* _DOCUMENT PASSAGE_:
'''

The full interview is available here: 


Monday, December 28, 2020

On touching, un-touching and segregation

From my essay on learning from the lockdown and the new normal, published in The Indian Express:

In the new millennium, I saw new kinds of informal touch: air-kissing, fist-bumps, high-fives. By early 2020, the casual half-hug had little emotional significance. It remained, however, a significant social contract. Hugs assured participants of a certain peerdom for, always, there were others, people bricked off from your affection. You could always tell which social class you belonged to based on who gave you a hug while leaving the room, who would merely nod, and who didn’t feel the need to acknowledge you at all.

Now that separateness is the norm, now that we hesitate at thresholds and elevators and are constantly alert to each body’s proximity, I see clearly what was always there, but not easy to acknowledge. Casual social hugging had become one of those tools that affirmed class distinctions.

'''

* _DATA EXTRACT_:

'''

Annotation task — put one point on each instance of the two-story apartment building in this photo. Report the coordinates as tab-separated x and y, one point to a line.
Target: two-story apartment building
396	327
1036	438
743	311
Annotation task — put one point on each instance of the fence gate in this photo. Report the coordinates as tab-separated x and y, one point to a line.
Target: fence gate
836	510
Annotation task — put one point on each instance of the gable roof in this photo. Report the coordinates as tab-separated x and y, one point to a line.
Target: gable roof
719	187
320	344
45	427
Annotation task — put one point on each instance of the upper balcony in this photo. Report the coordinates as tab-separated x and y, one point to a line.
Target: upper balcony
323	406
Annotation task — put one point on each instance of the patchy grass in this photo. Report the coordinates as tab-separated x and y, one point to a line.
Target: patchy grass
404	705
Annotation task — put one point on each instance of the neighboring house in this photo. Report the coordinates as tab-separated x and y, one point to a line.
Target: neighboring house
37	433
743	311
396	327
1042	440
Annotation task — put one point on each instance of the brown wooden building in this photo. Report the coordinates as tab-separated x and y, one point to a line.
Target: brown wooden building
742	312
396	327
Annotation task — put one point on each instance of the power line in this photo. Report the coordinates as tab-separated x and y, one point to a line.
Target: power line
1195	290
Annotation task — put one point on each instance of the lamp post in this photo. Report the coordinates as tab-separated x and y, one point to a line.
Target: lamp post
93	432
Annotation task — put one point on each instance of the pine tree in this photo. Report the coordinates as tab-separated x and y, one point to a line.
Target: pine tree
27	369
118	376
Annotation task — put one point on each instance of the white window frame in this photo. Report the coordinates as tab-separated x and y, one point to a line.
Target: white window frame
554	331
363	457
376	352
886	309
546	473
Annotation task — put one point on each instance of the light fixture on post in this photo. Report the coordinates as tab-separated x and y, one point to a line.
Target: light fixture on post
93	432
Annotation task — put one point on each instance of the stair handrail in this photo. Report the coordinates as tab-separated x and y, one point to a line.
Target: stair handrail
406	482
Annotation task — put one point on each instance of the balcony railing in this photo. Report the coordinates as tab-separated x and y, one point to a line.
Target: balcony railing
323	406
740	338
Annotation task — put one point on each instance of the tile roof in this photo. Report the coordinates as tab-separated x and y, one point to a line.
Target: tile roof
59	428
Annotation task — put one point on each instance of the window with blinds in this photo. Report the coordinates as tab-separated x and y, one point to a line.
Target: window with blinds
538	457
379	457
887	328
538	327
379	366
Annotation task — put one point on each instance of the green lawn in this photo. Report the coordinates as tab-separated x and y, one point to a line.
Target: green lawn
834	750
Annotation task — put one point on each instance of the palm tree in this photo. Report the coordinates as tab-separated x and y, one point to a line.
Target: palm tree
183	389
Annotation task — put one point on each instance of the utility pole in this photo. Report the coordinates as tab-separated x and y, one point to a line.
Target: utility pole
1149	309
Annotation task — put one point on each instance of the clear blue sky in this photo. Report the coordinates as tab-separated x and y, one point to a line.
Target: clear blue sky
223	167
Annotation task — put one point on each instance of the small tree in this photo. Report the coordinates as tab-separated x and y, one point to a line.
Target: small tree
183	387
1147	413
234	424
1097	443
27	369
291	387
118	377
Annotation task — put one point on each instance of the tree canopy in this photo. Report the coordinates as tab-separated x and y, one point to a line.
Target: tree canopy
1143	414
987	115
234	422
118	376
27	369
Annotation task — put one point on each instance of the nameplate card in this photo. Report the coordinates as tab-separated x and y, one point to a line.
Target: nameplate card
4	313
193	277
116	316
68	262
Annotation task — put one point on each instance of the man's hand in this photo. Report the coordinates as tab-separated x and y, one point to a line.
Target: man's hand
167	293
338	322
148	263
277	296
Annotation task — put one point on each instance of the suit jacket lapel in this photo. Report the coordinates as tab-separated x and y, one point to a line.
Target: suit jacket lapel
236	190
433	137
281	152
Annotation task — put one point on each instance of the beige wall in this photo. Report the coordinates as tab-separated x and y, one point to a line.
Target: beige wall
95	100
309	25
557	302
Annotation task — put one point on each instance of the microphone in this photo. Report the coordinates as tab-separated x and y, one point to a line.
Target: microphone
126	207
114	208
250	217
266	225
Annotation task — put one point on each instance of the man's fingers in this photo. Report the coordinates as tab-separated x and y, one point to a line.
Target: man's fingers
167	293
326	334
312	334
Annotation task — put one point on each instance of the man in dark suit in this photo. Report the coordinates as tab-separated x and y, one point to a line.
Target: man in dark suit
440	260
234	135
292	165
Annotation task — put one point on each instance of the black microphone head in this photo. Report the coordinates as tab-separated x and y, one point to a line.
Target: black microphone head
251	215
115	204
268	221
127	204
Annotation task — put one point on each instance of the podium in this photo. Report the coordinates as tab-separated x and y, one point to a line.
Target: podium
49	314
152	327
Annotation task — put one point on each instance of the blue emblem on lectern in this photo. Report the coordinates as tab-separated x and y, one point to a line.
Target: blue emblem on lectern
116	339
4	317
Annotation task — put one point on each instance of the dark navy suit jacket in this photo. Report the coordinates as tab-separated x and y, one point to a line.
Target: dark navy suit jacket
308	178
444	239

'''

* _WORK TASK 1_: Summarize the essay excerpt on social touch in two sentences.
* _WORK TASK 2_: Write out the part of the essay excerpt on social touch from "From my essay" to "you at all.", word for word.

* _RESULT 1_: The essay excerpt on social touch observes that by early 2020 the casual half-hug had little emotional significance but remained a significant social contract, one that assured participants of peerdom and left others bricked off, so that one's social class could be told from who hugged, who merely nodded, and who ignored one. Now that separateness is the norm, the writer sees clearly that casual social hugging had become a tool affirming class distinctions.

* _RESULT 2_:
From my essay on learning from the lockdown and the new normal, published in The Indian Express:

In the new millennium, I saw new kinds of informal touch: air-kissing, fist-bumps, high-fives. By early 2020, the casual half-hug had little emotional significance. It remained, however, a significant social contract. Hugs assured participants of a certain peerdom for, always, there were others, people bricked off from your affection. You could always tell which social class you belonged to based on who gave you a hug while leaving the room, who would merely nod, and who didn’t feel the need to acknowledge you at all.